Task description –
Could you please repeat all of the entries exactly as written?

BEGIN Source data

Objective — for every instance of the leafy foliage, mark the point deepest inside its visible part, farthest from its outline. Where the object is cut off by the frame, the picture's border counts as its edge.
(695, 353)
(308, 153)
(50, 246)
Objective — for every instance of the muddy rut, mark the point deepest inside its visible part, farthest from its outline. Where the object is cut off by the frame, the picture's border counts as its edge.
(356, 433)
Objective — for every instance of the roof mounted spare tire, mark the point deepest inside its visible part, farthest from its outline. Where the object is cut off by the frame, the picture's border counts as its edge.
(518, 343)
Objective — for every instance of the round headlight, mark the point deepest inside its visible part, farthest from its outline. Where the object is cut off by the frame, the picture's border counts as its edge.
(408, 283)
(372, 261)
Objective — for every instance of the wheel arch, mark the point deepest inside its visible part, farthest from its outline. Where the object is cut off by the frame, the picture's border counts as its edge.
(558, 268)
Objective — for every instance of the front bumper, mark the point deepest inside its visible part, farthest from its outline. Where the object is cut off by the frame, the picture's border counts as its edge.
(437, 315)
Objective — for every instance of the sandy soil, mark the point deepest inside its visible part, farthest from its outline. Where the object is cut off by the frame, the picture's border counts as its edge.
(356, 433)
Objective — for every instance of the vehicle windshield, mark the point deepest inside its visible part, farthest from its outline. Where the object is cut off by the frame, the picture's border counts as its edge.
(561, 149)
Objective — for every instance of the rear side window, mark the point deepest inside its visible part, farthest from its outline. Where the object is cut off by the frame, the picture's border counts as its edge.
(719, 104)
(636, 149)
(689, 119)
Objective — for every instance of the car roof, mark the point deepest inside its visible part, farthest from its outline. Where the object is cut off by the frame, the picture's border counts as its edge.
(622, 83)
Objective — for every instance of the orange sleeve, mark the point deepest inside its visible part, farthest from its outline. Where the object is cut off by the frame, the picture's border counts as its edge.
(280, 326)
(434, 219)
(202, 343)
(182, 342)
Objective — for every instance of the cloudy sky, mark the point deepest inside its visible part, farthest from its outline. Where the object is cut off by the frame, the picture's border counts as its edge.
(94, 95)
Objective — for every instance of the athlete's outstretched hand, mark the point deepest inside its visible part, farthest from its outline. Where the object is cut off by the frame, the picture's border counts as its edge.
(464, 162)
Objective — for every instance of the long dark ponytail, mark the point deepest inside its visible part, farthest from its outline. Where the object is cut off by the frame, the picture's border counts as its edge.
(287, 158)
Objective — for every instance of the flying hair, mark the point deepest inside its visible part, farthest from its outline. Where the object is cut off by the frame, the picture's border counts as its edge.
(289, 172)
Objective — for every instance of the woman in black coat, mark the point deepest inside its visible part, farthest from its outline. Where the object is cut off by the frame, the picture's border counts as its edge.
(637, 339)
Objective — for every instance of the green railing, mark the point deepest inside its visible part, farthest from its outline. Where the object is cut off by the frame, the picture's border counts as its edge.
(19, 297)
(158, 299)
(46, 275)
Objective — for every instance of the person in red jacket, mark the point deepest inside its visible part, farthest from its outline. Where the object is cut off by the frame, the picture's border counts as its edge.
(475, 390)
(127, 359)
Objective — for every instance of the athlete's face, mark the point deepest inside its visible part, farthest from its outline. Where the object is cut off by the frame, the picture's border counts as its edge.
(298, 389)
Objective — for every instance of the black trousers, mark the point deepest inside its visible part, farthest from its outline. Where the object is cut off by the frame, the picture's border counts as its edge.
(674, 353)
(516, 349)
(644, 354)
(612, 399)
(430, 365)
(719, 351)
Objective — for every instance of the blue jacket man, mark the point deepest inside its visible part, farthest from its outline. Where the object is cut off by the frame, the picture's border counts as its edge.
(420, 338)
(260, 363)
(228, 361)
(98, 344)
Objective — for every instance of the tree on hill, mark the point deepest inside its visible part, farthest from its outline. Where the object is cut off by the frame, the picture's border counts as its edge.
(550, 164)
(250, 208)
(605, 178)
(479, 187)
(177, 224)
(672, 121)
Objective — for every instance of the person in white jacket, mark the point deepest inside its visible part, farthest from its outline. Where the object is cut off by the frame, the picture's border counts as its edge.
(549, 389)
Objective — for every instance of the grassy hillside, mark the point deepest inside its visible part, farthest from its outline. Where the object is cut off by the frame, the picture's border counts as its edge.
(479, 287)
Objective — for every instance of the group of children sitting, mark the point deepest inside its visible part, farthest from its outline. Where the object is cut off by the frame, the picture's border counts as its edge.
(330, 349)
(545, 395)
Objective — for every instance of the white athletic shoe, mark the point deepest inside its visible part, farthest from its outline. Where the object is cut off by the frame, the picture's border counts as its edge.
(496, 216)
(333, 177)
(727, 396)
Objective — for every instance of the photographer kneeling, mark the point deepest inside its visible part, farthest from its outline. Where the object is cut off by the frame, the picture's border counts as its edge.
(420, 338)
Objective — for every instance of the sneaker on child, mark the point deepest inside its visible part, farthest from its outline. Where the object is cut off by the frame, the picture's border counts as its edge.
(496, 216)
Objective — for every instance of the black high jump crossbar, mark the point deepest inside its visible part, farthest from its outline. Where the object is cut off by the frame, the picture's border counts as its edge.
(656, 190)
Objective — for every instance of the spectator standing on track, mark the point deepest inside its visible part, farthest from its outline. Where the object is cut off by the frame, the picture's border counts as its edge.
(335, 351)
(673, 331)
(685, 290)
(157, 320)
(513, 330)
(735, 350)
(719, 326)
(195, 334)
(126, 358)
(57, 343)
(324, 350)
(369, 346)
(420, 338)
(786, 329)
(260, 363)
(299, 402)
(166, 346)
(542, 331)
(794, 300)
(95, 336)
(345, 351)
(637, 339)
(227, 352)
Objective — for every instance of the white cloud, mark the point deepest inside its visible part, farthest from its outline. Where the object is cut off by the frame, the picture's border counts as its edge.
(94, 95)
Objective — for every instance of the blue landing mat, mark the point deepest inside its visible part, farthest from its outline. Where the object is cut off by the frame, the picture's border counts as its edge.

END Source data

Your solution –
Objective — for every instance of the leafy foliage, mark the point deepest inside its visible part, farthest from its outline. Where the object is cut off by the frame, the picture's border counts as its edge.
(695, 353)
(308, 153)
(50, 246)
Objective — for every instance of the muddy rut, mark the point deepest inside its visible part, farthest from its outline. Where the object is cut off by the frame, the picture's border counts as its edge.
(356, 433)
Objective — for every instance of the roof mounted spare tire, mark the point deepest inside its visible part, farthest from its outline. Where the object is cut off by the frame, the picture's border counts as its edge.
(518, 343)
Objective — for every instance of the round headlight, mark the point deepest inside its visible part, farthest from its outline. Where the object is cut off by the frame, the picture's border counts as its edge.
(408, 283)
(372, 261)
Objective — for every instance of the wheel arch, mark the point deepest inside its visible part, farthest from its outline. Where the object is cut off by the frame, the picture's border counts as its edge.
(558, 268)
Objective — for every instance of the front bumper, mark the point deepest inside its visible part, farthest from its outline. Where the object is cut off by the frame, the picture's border counts as its edge.
(437, 315)
Objective — for every instance of the sandy soil, mark the point deepest inside its visible part, farthest from its outline. Where the object is cut off by the frame, the picture's border counts as its edge.
(356, 433)
Objective — for every instance of the vehicle windshield, mark the point deepest inside its visible part, farthest from its outline. Where the object is cut off by the frame, the picture's border counts as its edge.
(561, 149)
Objective — for every instance of the rear side window, mark the point deepest inside its visible part, farthest from its outline. Where the object is cut off by the frame, the picture's border counts as its edge.
(719, 104)
(636, 149)
(689, 119)
Objective — for every instance of the car roof, mark the point deepest inside its visible part, farthest from its outline. Where the object is cut off by the frame, the picture's border counts as its edge.
(622, 83)
Objective — for every instance of the orange sleeve, mark the point deepest inside its visible part, farthest from its outline. Where the object is cut off by the frame, the picture's border counts as its edge.
(280, 326)
(434, 219)
(202, 343)
(182, 342)
Objective — for every instance of the cloudy sky, mark the point deepest inside its visible part, farthest from its outline. Where the object is cut off by the frame, the picture's border counts as its edge.
(94, 95)
Objective — for every instance of the athlete's outstretched hand, mark the point deepest inside its visible part, farthest from its outline. Where the object is cut off by the frame, the picture's border counts as its edge.
(464, 162)
Objective — for every instance of the long dark ponytail, mark the point deepest inside its visible part, farthest from its outline. Where the object is cut off by the frame, the picture's border counts as its edge.
(287, 158)
Objective — for every instance of the flying hair, mark the point deepest inside its visible part, farthest from its outline. Where the object is cut off by the frame, the picture's border counts as its edge.
(289, 172)
Objective — for every instance of the woman in black coat, mark the point deepest inside its visible part, farthest from its outline. Where the object is cut off by the frame, the picture's border counts as its edge.
(637, 339)
Objective — for every instance of the green railing, mark the point deepest inside its visible part, farthest from its outline. Where the object is cut off by the frame, the picture's border counts as its edge.
(19, 297)
(158, 299)
(46, 275)
Objective — for every instance of the person in red jacket, mark the point deepest inside its visible part, farthest from its outline. Where the object is cut off by the frame, the picture's border counts as its edge.
(475, 390)
(127, 359)
Objective — for every instance of the athlete's face, mark the point deepest inside its visible part, farthest from its outline. Where the object is cut off by the frame, the picture's border counts as its edge.
(298, 389)
Objective — for every instance of the black trousers, mark the point deepest inside its visible part, farthest from its outline. Where the object is cut off by the frame, the picture's border counts as its edge.
(674, 353)
(516, 349)
(644, 354)
(612, 399)
(430, 365)
(719, 351)
Objective — for every instance of the blue jacket man, mark the point deepest inside its visible part, farthest from its outline. Where the object is cut off by the frame, the picture's border counts as its edge.
(420, 338)
(260, 363)
(228, 361)
(98, 344)
Objective — for every instance of the tree on hill, mark the point deepest inside its visible part, farthest from its outline. Where the object is cut off by the frame, the picture's border counts as its edge.
(550, 164)
(250, 208)
(605, 178)
(479, 187)
(177, 224)
(672, 121)
Objective — for every instance of the person in white jacket, mark the point deepest inside its visible part, farthest from its outline. Where the object is cut off by the frame, the picture's border counts as its edge.
(549, 389)
Objective — for every instance of the grassy hillside, mark the point deepest inside its visible part, farthest from its outline. Where the object is cut off by the frame, the picture's border counts as its edge.
(479, 287)
Objective — for every instance of the group of children sitting, mark the point deepest inside its visible part, farthest from its outline. Where the object is cut off by the frame, the picture's border counts as its edge.
(330, 349)
(545, 395)
Objective — for every instance of the white athletic shoe, mark the point deepest inside its visible part, farthest from its outline. Where the object is cut off by the frame, the picture's border counts as its edge.
(496, 216)
(333, 177)
(727, 396)
Objective — for every instance of the photographer kneeling, mark the point deepest inside its visible part, farthest from its outline. Where the object is cut off by the frame, the picture's border counts as its edge.
(420, 338)
Objective — for every instance of the sneaker on child, mark the point deepest inside its visible part, farthest from its outline. Where the object is cut off by the frame, the picture's border counts as its edge.
(496, 216)
Objective — for every instance of the black high jump crossbar, mark the point deepest inside its visible part, farthest from its outline. Where the object is cut off by the frame, the picture's border counts as its edge.
(656, 190)
Objective — for every instance of the spectator standing on track, mark the point deepest inside its visible part, farthest from its outline. Where the object is cut off by the frame, the picture's border counts as its edge.
(335, 351)
(673, 331)
(685, 290)
(157, 320)
(513, 330)
(735, 350)
(719, 326)
(195, 334)
(126, 358)
(57, 343)
(324, 350)
(369, 346)
(420, 338)
(786, 329)
(260, 363)
(299, 402)
(166, 346)
(542, 331)
(794, 300)
(95, 336)
(345, 351)
(637, 339)
(227, 352)
Objective — for every instance of the white cloud, mark the point deepest inside its visible part, farthest from its outline. Where the object is cut off by the frame, the picture's border counts as its edge.
(94, 95)
Objective — for every instance of the blue landing mat, mark the point deepest inside its visible part, farthest from its outline. Where the object is cut off by the frame, the picture's border counts as its edge.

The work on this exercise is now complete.